Given passage:
——

BILL GEIST is an Emmy Award–winning correspondent and commentator for CBS News, appearing weekly on CBS News Sunday Morning and contributing to other programs such as the CBS Evening News and 48 Hours, as well as to CBS Sports coverage of  the Olympic Games, the SuperBowl, the World Series, and the Final Four. He is the bestselling author of six previous books: Little League Confidential; The Big Five-Oh! —Fearing, Facing, and Fighting 50; City Slickers; Fore! Play (it’s about golf); Monster Trucks and Hair-in-a-Can —Who Says America Doesn’t Make Anything Anymore?; and The Zucchini Plague and Other Tales of Suburbia. Geist and his wife, Jody, have two children, Willie and Libby, and live in New York City.

Details

  • Title Way Off the Road: Discovering the Peculiar Charms of Small Town America
  • Author Bill Geist
  • Binding Paperback
  • Edition Reprint
  • Pages 240
  • Volumes 1
  • Language ENG
  • Publisher Broadway Books, New York, New York, U.S.A.
  • Date 2008-05-06
  • Illustrated Yes
  • ISBN 9780767922739 / 0767922735
  • Weight 0.48 lbs (0.22 kg)
  • Dimensions 8.01 x 5.22 x 0.69 in (20.35 x 13.26 x 1.75 cm)
  • Reading level 1644
  • Dewey Decimal Code 973.924

Excerpt

Standstill Parade

Whalan, Minnesota, Pop: 62


Whalan, Minnesota, is a bucolic little town. But you know what? Things can get a little too bucolic sometimes. The unlocked front doors, the peace and quiet, and the down–home neighborliness are all well and good, but from time to time folks want a little excitement for a change.

“Let’s have a parade!” proposed the young, vivacious, ponytailed local businessman and fairly new guy in town David Harrenstein. Hmmm. Nice idea, but next to impossible in a town where the population is sixty–two and dropping fast, numerically and quite literally.

Whalan has none of your essential parade elements, according to town council member Buddy Olson. A marching band? “No.” Fire truck? "No." Police car? "No." A queen of any kind? "No." Buddy isn’t going negative on us, just stating the facts. All of this is not to mention the biggest problem of all, parade–wise: the whole town’s only, at the most, two blocks long. A parade would be over before it began.

“Everybody loves a parade,” David says. “We’re just geographically challenged.” He admits to an ulterior motive. David owns the Overland Inn, one of the only buildings in town. It’s no longer an inn, but a small restaurant of sorts that serves ice cream and “world–famous pie”—world famous around here at least. He wanted to attract some people to town, people who like pie a la mode. Since purchasing the inn two years earlier, he’d found doing business without people around to be extremely challenging.

Townsfolk were skeptical, as small–town folk often are when it comes to new ideas. “We’ve never had a parade,” says Harley Olson, Buddy’s father. “At least not since ’43, when I got here. About, oooh, forty years ago we did have a carnival, but it’s been pretty quiet since.” Adeline Larson backed him up on that, saying she could not recollect a parade in her eighty–eight years here.

——

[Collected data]
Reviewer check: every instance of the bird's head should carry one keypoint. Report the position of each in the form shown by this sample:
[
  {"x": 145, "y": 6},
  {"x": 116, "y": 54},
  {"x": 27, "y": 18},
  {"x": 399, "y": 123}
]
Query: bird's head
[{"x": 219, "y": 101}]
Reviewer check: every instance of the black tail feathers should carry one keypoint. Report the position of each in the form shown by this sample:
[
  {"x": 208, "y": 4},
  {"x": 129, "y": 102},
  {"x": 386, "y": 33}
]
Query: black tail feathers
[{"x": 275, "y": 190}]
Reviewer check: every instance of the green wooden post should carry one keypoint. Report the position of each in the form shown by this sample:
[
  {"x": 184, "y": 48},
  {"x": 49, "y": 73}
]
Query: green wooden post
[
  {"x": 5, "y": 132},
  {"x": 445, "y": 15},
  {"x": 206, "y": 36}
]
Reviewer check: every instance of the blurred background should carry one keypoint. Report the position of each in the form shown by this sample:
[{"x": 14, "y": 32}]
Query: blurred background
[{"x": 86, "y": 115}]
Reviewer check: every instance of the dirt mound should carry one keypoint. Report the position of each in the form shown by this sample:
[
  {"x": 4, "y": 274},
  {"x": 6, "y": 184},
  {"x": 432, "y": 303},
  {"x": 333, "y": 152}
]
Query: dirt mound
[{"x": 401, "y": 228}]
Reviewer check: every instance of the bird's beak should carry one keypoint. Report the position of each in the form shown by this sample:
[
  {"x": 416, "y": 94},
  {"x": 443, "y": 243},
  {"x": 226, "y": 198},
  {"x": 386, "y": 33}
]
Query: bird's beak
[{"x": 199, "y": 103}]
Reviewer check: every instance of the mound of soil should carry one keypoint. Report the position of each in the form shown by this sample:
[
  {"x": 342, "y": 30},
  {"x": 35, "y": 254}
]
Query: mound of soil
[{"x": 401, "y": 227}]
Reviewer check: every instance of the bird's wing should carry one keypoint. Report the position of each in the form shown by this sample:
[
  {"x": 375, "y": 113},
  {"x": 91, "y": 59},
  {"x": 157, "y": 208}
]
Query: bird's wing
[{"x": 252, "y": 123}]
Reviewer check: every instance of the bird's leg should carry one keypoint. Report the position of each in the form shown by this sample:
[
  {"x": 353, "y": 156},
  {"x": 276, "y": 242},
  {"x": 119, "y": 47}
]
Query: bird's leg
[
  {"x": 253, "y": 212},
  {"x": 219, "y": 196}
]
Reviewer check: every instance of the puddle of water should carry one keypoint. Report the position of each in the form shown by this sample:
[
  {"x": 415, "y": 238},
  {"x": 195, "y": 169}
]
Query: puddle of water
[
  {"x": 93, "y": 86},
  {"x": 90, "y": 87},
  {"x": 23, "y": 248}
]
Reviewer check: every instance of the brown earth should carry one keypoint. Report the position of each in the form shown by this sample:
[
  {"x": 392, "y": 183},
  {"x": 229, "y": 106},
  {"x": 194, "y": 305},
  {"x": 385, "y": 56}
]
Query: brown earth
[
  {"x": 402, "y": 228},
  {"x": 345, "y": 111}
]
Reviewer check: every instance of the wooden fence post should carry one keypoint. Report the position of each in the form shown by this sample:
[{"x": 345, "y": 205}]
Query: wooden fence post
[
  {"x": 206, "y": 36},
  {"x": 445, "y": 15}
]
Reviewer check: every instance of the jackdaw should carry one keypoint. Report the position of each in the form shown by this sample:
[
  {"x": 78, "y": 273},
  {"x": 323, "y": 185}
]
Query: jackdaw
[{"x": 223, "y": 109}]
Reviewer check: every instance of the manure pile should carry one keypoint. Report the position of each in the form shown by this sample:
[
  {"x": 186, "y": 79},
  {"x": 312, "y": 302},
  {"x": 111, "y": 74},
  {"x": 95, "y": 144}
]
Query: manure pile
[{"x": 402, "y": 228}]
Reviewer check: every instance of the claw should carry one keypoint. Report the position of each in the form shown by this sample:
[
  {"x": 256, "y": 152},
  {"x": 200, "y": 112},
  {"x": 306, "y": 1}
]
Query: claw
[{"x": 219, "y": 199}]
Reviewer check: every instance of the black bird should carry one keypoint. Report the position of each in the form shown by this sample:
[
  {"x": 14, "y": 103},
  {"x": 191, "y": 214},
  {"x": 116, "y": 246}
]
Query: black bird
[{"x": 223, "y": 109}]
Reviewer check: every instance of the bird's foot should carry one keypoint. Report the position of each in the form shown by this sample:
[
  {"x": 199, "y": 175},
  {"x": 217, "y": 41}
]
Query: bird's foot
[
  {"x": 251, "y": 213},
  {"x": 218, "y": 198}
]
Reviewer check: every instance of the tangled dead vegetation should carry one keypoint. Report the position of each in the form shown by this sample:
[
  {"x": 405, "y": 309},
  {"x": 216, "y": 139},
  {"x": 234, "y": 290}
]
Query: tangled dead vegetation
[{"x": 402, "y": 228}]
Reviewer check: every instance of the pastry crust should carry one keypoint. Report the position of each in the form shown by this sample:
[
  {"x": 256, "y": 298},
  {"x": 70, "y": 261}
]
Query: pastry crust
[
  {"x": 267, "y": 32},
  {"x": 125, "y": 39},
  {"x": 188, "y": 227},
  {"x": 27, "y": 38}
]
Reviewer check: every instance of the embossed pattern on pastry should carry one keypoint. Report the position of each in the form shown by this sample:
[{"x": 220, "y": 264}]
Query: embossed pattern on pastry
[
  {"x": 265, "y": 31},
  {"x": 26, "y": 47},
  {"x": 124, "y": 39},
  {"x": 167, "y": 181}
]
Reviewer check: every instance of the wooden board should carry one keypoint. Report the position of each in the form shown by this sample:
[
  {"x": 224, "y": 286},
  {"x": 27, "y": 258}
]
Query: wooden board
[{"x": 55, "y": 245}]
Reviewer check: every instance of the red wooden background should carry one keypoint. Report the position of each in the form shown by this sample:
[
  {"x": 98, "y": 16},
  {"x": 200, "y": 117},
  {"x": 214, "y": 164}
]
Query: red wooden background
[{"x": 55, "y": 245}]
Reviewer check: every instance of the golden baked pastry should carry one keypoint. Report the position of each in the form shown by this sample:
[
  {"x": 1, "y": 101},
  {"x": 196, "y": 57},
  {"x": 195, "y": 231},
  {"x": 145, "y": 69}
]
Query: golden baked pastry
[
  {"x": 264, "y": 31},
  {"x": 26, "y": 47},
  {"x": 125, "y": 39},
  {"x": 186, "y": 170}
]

——

Requests:
1 – Count the lines of the collected data that contain the string "blurred", treating case as significant, and give only the number.
2 – Extend the excerpt about a parade in Whalan, Minnesota, picking up right after its last sentence.

Task-by-task outputs:
1 – 2

2 –
Then David came up with a breakthrough idea—maybe even a concept. To solve the paramount problem of a parade being too long for their short town, why not have the parade stand still—stay with him on this—and have the crowd walk around it? A standstill parade!

“We were gonna lock him up when he said that,” Buddy scoffs. But the more Buddy and others in town got to thinking about it, the more they thought: You know, it just might work.

Not to bring up a sore subject, but what would be in the parade?

You need a cop car with a siren and flashing lights, for openers. The Fillmore County sheriff had one and said he supposed he could send it over, since there really ought to be a police presence at a major public event like this.

You need a color guard. Old–timer Marvin Severson, commander of the local American Legion post, had to be convinced to deploy his forces. He said he was a little out of practice: “The last parade I was in was up in Black River Falls in ’52.” But Marvin came around. The flag–bearing Legionnaires would lead the parade, right behind the police car. They’re old, but they could still stand, which was all that would be required.

David named Adeline, the town’s oldest living resident, as grand marshal. She, too, resisted the honor. “I finally agreed after he told me I wouldn’t have to do anything,” she says. “I guess in this parade nobody does anything.”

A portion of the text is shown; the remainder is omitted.